• [Given task]:
Please list every line of the listing below that contains the string "patch", copying each line in full.

• [Data entries]:
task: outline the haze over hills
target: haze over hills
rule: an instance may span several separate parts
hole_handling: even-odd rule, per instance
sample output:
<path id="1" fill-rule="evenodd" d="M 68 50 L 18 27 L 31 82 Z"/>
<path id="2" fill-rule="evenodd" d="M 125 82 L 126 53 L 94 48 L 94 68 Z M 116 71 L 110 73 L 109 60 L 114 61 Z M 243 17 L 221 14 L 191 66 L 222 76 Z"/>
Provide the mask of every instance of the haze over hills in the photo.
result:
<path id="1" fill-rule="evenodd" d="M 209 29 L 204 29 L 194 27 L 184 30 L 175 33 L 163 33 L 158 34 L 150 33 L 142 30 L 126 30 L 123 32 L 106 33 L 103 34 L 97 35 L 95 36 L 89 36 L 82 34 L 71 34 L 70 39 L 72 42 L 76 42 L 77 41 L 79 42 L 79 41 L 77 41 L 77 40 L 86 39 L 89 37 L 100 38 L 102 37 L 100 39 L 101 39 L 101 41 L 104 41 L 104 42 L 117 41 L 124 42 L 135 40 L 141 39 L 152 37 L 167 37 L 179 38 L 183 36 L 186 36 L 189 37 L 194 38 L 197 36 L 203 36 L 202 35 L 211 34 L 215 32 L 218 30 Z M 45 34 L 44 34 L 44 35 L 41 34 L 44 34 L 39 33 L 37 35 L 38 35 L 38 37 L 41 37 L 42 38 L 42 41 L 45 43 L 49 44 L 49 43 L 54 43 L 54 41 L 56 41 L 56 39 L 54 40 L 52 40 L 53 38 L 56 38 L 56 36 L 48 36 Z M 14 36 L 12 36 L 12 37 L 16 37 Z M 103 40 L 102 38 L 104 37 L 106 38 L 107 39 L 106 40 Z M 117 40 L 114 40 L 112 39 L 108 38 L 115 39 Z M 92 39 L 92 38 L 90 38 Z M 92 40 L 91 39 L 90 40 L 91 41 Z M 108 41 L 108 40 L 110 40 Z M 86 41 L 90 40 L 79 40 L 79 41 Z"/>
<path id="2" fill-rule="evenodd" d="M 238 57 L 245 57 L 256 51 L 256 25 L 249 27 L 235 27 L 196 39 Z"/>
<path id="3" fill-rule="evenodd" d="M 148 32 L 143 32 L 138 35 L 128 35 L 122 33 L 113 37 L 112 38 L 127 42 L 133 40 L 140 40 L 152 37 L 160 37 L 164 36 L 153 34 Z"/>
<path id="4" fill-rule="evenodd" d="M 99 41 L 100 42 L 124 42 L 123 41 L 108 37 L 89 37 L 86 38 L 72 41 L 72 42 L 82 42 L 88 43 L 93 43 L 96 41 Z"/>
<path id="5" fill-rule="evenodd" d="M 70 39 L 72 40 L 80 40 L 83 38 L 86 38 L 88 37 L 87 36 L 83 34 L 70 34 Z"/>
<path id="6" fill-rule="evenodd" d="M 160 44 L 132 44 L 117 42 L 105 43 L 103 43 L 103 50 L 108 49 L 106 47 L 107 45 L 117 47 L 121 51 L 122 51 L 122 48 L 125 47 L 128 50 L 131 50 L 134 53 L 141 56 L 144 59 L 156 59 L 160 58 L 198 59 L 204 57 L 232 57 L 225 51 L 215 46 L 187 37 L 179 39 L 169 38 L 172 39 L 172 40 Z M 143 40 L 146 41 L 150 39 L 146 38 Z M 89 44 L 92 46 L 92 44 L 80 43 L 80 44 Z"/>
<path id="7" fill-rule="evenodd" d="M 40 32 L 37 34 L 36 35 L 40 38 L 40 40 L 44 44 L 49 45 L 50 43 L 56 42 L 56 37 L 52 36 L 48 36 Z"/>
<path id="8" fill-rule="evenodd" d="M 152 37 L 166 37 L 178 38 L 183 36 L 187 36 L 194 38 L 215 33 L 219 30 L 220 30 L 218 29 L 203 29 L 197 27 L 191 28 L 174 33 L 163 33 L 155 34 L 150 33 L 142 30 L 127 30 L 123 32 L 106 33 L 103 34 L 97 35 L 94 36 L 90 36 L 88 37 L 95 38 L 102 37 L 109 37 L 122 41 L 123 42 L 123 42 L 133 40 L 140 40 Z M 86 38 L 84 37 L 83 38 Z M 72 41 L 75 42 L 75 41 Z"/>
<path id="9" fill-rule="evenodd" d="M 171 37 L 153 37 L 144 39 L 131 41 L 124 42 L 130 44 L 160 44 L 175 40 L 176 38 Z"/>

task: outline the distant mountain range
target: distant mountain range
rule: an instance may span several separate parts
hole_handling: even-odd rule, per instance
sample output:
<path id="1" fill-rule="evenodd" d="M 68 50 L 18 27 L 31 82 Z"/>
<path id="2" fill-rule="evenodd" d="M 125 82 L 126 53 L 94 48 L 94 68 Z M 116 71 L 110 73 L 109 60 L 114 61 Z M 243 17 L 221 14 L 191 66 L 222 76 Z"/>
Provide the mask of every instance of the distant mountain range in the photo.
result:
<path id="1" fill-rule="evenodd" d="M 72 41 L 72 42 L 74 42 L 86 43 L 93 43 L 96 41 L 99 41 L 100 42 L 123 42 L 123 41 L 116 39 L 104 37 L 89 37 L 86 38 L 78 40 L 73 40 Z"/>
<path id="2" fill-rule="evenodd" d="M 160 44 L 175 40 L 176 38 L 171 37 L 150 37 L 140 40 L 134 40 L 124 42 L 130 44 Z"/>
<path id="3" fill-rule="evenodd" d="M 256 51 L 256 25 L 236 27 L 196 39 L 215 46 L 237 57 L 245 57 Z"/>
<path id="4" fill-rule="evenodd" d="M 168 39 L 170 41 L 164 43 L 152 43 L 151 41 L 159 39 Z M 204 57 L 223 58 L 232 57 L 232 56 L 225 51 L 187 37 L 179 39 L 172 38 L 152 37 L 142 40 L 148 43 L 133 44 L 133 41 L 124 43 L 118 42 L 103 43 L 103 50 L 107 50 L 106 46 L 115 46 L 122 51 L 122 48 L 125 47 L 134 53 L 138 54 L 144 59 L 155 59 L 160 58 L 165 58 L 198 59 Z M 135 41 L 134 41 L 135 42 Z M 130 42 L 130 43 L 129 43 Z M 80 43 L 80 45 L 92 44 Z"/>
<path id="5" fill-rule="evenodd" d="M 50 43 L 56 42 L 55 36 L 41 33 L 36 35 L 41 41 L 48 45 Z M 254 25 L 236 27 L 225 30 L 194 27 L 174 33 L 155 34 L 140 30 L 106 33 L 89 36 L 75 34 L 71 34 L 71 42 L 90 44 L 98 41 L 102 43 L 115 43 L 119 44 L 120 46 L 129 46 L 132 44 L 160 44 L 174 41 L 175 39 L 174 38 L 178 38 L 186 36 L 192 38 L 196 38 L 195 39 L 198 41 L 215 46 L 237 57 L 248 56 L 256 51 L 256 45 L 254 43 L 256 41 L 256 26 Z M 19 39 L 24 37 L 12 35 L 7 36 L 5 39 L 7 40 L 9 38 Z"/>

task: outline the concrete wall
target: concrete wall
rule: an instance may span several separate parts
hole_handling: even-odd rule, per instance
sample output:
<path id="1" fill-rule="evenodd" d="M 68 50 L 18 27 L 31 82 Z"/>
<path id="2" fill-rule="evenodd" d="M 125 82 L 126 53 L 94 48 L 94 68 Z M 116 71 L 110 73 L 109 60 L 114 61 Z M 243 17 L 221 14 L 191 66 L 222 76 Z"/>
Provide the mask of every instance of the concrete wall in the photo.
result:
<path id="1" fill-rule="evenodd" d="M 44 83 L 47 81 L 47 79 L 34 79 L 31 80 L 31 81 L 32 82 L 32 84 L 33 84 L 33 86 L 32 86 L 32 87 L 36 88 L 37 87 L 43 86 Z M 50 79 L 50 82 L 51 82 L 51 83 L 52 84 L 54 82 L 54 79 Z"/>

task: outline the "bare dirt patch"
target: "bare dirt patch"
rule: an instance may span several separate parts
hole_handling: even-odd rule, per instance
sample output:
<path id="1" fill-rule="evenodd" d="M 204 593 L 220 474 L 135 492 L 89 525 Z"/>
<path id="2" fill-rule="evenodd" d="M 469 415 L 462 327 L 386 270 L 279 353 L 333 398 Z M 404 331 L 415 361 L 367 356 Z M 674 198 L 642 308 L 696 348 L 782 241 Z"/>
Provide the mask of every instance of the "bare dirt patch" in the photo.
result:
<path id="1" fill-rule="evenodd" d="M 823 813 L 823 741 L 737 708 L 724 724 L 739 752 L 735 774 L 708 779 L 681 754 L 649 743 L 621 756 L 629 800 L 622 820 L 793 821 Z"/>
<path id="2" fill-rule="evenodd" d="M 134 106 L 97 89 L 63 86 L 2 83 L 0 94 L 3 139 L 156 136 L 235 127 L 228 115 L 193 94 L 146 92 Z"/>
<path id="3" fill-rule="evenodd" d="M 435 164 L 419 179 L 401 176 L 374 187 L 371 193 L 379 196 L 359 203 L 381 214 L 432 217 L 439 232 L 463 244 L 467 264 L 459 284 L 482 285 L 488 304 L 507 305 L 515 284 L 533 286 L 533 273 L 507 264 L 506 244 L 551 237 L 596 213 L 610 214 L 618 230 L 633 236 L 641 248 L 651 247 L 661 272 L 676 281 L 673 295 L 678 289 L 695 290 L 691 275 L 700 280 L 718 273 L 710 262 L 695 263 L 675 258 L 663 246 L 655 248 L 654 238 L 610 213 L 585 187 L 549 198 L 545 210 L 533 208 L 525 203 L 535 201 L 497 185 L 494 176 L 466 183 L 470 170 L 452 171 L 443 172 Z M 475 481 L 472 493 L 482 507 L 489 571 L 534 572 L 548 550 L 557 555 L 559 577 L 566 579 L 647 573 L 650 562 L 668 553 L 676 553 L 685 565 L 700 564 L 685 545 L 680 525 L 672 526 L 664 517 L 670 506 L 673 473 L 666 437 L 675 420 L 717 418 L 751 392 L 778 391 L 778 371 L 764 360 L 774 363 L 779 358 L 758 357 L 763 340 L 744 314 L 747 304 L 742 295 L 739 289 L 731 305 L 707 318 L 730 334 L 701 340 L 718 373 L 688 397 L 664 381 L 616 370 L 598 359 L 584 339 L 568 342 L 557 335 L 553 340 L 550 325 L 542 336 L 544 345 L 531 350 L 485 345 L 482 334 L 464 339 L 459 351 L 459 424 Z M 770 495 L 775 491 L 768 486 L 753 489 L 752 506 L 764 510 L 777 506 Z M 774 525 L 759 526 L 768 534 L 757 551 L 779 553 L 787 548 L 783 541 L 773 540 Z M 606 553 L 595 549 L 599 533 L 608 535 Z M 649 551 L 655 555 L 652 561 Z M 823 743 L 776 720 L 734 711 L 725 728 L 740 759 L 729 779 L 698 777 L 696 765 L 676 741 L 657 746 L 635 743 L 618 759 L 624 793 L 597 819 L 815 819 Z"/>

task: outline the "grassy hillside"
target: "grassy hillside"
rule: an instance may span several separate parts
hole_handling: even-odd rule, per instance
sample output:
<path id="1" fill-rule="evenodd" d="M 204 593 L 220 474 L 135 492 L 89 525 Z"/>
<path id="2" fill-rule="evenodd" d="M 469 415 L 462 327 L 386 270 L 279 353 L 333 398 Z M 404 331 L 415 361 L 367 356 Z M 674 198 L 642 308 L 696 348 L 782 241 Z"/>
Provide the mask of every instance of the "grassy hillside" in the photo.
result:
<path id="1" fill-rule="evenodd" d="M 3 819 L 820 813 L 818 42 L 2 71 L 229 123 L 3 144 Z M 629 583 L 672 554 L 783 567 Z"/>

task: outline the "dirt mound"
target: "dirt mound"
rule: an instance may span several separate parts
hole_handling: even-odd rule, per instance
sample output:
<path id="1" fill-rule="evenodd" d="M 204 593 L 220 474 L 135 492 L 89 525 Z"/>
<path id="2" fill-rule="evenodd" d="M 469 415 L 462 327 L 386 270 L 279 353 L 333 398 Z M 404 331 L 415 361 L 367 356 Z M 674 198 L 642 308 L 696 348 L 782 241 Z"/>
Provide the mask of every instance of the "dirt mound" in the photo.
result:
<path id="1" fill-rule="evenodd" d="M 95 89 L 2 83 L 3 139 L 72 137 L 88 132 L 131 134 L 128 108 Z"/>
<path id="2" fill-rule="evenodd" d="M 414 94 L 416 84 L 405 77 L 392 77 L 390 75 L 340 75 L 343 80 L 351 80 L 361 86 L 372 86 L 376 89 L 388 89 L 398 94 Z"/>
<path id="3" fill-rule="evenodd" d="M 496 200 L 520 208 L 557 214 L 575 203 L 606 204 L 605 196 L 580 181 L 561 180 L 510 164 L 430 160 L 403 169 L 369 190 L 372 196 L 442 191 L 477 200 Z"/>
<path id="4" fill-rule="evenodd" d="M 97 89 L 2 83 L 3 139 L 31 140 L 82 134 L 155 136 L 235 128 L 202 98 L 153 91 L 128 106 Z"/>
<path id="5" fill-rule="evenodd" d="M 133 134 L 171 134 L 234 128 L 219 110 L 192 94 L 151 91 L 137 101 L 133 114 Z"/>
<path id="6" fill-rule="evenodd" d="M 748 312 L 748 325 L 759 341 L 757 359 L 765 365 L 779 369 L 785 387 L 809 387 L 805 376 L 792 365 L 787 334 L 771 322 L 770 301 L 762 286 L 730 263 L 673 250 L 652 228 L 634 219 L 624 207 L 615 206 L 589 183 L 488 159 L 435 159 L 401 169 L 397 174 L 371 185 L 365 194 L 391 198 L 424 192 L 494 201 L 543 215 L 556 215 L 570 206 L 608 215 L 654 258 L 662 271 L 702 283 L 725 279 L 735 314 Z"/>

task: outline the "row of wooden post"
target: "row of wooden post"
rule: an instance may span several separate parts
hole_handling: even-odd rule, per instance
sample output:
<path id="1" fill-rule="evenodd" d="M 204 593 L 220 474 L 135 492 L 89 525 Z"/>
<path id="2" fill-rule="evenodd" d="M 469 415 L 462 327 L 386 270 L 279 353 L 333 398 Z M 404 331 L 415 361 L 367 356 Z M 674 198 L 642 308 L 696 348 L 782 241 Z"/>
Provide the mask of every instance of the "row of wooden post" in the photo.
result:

• [Completed task]:
task: outline the "bare dirt patch"
target: "bare dirt patch"
Provide the mask of every instance of the "bare dirt patch" in the photo.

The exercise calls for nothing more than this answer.